**Referring expression pointing data:**
== Segment start ==
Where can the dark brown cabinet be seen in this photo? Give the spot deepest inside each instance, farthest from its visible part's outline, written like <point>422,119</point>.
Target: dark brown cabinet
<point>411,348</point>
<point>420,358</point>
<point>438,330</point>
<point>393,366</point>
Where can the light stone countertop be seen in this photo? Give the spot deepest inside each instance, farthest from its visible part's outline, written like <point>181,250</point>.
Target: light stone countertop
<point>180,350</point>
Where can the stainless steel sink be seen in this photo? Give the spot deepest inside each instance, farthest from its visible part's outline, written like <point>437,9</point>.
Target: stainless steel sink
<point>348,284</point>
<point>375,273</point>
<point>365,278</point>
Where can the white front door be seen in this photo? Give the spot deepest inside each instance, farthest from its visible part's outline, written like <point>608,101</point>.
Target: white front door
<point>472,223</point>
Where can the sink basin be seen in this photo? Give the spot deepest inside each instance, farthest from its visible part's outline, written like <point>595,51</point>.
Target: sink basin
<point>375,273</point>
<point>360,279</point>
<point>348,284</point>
== Segment end ==
**The problem:** Where the data above reaches the line holding "Target: light stone countertop", begin printing, and stop after the line holding "Where can the white". Each line must be reproduced exactly, with nothing else added.

**Output:**
Target: light stone countertop
<point>180,350</point>
Where can the stainless steel sink be seen in this photo? Give the spot deepest inside each instance, farthest from its visible part's outline, written like <point>437,9</point>.
Target: stainless steel sink
<point>348,284</point>
<point>375,273</point>
<point>365,278</point>
Where can the white front door be seen in this photo? Give the spot deepest inside each instance, farthest from its visible part's outline, written like <point>608,101</point>.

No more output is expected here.